* Work item
Restate the records exactly. Include all of them.

* Information supplied
━━━

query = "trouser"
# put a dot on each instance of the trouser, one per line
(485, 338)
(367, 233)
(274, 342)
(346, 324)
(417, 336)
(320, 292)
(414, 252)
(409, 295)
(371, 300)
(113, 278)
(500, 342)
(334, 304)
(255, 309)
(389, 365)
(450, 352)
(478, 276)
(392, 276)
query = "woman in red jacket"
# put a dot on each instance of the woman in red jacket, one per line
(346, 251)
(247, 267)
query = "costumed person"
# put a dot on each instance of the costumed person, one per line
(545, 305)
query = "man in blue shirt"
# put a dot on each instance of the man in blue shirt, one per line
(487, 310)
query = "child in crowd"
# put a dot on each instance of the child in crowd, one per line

━━━

* Solution to this exercise
query = "trouser"
# put a dot on each instance of the trouser, one per line
(485, 338)
(367, 233)
(274, 342)
(346, 324)
(417, 336)
(320, 292)
(414, 252)
(409, 295)
(371, 300)
(113, 278)
(500, 342)
(334, 304)
(255, 309)
(389, 365)
(450, 352)
(478, 276)
(392, 276)
query = "woman in red jacket"
# put a dot on each instance of the woman in red jacket, one per line
(346, 251)
(247, 267)
query = "costumed person"
# put a dot on each instance of the costumed person, one per line
(545, 305)
query = "man in blue shirt"
# put a dot on each instance of the man in blue shirt, one per line
(487, 310)
query = "child in crowd"
# put a dot on each instance of the child in crowd, one per line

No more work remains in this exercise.